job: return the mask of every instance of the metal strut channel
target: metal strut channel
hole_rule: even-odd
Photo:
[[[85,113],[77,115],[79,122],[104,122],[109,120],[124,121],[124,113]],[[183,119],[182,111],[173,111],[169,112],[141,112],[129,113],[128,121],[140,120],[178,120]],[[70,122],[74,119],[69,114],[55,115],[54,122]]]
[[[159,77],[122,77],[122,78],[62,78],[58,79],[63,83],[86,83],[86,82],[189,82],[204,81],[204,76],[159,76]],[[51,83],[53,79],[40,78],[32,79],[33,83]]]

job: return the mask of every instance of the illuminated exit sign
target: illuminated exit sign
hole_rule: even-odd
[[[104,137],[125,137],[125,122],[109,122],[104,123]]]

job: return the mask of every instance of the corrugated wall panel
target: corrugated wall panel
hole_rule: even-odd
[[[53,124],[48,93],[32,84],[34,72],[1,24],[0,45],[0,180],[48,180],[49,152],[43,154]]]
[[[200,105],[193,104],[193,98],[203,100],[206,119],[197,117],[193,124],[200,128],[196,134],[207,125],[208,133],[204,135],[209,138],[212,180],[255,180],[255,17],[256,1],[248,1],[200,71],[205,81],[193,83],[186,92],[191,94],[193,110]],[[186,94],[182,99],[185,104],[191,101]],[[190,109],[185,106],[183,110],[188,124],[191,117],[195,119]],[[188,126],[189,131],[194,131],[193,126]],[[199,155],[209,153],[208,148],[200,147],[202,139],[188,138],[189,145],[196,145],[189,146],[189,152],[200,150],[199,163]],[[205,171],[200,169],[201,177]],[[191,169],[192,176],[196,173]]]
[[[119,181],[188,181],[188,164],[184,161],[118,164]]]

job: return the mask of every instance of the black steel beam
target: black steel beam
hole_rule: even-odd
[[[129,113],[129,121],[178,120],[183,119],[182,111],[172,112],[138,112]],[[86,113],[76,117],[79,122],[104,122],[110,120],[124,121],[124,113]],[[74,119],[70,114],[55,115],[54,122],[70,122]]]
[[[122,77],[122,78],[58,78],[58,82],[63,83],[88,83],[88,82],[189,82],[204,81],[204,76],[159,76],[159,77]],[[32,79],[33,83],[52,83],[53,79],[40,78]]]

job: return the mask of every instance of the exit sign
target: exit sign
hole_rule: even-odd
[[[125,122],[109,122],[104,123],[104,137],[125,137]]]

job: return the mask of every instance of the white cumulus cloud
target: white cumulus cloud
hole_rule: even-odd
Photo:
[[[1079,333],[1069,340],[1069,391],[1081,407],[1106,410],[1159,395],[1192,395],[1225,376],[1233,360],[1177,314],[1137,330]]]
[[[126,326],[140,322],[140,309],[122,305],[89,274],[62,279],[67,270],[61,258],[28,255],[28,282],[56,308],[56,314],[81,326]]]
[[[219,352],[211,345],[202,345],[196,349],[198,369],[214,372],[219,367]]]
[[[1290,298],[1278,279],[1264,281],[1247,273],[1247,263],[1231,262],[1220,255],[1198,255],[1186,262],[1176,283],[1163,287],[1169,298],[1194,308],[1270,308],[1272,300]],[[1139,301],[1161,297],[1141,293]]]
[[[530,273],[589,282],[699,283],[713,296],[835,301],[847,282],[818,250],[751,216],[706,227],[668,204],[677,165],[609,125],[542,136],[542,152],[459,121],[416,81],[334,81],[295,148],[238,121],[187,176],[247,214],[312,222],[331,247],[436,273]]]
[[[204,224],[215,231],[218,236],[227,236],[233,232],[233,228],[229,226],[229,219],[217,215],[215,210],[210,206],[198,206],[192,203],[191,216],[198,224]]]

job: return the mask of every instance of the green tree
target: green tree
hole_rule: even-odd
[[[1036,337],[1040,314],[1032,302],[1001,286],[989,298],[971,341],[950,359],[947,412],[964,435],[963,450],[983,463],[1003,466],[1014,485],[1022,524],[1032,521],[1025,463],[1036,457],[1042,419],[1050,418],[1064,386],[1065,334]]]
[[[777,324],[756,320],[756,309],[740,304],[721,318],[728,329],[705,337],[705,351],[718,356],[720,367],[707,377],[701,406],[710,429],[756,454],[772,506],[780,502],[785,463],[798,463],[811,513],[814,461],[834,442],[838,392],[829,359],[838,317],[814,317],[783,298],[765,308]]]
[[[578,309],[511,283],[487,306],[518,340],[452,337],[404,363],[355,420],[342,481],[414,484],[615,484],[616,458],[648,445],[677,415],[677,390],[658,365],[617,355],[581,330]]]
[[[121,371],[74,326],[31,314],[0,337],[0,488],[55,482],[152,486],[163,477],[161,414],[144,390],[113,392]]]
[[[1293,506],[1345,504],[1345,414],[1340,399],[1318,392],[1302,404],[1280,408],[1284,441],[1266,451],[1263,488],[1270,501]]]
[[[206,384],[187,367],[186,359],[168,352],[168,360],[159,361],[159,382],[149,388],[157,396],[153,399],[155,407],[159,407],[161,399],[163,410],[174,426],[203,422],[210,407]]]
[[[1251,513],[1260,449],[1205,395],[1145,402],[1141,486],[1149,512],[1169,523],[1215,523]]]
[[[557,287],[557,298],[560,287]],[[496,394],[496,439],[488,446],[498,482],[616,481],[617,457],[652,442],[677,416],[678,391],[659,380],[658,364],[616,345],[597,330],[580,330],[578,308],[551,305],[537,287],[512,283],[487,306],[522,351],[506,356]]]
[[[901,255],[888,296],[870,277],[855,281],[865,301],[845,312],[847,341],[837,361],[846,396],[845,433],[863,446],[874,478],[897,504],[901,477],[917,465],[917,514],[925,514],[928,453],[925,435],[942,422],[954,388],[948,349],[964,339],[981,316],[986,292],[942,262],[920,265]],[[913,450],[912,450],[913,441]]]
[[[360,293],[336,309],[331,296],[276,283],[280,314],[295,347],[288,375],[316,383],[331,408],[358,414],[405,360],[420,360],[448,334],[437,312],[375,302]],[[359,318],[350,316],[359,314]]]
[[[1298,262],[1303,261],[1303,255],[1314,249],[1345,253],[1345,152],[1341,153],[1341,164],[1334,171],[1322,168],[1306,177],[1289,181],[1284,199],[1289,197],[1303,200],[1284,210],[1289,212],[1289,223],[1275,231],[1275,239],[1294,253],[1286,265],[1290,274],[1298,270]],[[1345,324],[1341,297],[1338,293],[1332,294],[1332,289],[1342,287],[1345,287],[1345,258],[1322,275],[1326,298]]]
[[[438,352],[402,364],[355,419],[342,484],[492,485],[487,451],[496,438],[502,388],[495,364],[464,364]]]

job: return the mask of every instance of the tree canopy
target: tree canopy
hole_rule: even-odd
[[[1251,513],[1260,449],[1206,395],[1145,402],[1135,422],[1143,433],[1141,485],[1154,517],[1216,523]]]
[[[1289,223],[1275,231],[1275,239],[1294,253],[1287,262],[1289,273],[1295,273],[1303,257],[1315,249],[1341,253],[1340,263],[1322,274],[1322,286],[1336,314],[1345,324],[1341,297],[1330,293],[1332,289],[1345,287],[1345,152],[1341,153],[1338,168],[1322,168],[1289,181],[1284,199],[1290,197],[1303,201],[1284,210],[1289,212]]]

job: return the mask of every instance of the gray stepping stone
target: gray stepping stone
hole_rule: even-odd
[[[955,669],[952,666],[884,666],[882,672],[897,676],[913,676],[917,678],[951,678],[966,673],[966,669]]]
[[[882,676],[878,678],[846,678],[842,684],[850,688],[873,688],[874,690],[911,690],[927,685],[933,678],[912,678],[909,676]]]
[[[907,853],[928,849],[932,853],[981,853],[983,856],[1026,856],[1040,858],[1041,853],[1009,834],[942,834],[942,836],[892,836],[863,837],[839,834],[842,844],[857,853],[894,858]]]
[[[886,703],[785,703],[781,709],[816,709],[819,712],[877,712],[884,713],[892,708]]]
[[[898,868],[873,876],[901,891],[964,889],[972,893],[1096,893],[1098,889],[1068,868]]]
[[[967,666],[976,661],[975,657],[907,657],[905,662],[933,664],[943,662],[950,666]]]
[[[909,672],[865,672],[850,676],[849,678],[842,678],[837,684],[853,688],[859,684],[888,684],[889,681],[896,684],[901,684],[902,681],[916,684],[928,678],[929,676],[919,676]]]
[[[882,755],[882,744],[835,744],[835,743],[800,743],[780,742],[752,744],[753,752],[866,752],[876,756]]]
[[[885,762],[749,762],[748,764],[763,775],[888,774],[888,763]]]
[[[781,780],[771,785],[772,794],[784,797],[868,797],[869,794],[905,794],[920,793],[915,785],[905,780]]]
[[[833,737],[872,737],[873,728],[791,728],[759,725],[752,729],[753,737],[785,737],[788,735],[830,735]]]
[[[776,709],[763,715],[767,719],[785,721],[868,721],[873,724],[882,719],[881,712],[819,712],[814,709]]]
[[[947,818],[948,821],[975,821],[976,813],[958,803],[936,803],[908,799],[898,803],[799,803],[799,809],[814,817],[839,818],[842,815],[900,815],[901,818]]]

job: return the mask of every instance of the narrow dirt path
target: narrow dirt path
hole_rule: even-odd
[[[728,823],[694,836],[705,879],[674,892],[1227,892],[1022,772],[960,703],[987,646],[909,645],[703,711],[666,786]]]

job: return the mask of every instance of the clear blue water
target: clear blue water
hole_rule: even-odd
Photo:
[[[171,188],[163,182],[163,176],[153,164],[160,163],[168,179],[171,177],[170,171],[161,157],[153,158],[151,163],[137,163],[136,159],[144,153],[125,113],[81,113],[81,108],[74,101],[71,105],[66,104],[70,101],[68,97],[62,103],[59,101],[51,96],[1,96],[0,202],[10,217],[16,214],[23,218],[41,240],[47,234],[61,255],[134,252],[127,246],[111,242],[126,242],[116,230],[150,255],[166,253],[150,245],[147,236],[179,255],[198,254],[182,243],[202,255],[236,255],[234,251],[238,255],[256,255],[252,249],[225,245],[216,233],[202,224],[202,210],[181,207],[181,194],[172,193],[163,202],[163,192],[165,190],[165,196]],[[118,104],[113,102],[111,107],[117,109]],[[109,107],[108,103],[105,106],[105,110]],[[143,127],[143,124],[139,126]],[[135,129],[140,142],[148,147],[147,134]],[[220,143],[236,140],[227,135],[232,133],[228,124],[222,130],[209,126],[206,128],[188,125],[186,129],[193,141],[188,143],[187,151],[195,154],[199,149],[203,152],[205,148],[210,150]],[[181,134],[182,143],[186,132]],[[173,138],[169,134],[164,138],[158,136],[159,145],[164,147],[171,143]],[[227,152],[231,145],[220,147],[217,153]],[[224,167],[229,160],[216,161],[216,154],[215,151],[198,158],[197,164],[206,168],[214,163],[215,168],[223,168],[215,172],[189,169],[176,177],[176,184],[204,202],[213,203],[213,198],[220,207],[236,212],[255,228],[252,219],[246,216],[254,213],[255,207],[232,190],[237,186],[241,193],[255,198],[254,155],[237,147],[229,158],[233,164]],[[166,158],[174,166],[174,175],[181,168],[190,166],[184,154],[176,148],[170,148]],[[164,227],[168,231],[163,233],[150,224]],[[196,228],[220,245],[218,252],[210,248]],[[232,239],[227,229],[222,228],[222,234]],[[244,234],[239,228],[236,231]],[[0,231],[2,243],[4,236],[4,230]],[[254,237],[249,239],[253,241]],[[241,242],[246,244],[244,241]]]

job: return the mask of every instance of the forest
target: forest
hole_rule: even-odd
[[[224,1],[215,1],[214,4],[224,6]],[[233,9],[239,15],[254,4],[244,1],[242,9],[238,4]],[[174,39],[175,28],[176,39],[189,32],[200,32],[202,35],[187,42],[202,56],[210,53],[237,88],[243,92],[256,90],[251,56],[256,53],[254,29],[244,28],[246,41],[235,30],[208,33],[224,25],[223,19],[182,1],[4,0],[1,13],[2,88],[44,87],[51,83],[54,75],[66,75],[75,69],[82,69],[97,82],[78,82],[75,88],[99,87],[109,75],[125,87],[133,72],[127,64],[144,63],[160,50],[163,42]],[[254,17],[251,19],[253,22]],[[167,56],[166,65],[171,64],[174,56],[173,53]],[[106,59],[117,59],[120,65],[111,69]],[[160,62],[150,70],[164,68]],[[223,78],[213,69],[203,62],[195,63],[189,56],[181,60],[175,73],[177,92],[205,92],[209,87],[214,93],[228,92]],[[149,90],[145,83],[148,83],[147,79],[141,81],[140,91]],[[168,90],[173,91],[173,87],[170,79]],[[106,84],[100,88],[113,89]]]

——

## Task description
Starting at the first line of the listing and ending at the line that contains "[[[125,122],[109,122],[104,123],[104,137],[125,137]]]", arrange those lines as a numbered list. Include both end lines and omit any blank lines.

## Right answer
1. job: return the mask of every instance of the metal strut channel
2. target: metal strut channel
3. hole_rule: even-odd
4. Photo:
5. [[[85,113],[77,115],[79,122],[104,122],[109,120],[124,121],[124,113]],[[183,119],[182,111],[173,111],[169,112],[141,112],[129,113],[128,121],[140,120],[178,120]],[[70,122],[74,119],[69,114],[55,115],[54,122]]]
6. [[[159,77],[122,77],[122,78],[62,78],[58,79],[63,83],[86,83],[86,82],[189,82],[204,81],[204,76],[159,76]],[[51,83],[53,79],[40,78],[32,79],[33,83]]]
7. job: return the mask of every instance of the illuminated exit sign
8. target: illuminated exit sign
9. hole_rule: even-odd
10. [[[104,137],[125,137],[125,122],[109,122],[104,123]]]
11. job: return the mask of every instance of the corrugated wall panel
12. target: corrugated wall panel
13. hole_rule: even-odd
14. [[[53,124],[48,93],[32,84],[34,72],[1,24],[0,45],[0,180],[48,180],[49,152],[43,154]]]
15. [[[200,105],[193,104],[193,98],[203,100],[206,119],[197,117],[193,124],[200,128],[196,134],[207,125],[208,133],[204,135],[209,138],[212,180],[255,180],[255,17],[256,1],[248,1],[200,71],[205,81],[193,83],[186,92],[191,94],[193,110]],[[186,94],[182,99],[185,104],[191,101]],[[190,109],[185,106],[183,110],[188,124],[191,117],[195,119]],[[188,126],[189,131],[194,131],[193,126]],[[199,155],[209,153],[208,148],[200,147],[202,139],[188,138],[189,145],[196,145],[189,146],[189,152],[200,150],[199,163]],[[205,171],[200,169],[201,177]],[[191,169],[192,176],[196,173]]]
16. [[[119,181],[188,181],[188,164],[184,161],[118,164]]]
17. job: return the mask of every instance of the black steel beam
18. target: black steel beam
19. hole_rule: even-odd
20. [[[129,113],[129,121],[178,120],[183,119],[182,111],[172,112],[138,112]],[[86,113],[76,117],[79,122],[104,122],[110,120],[124,121],[124,113]],[[74,119],[70,114],[55,115],[54,122],[70,122]]]
21. [[[122,77],[122,78],[58,78],[58,82],[63,83],[88,83],[88,82],[189,82],[204,81],[204,76],[159,76],[159,77]],[[32,79],[33,83],[52,83],[53,79],[40,78]]]
22. job: return the mask of every instance of the exit sign
23. target: exit sign
24. hole_rule: even-odd
25. [[[125,122],[109,122],[104,123],[104,137],[125,137]]]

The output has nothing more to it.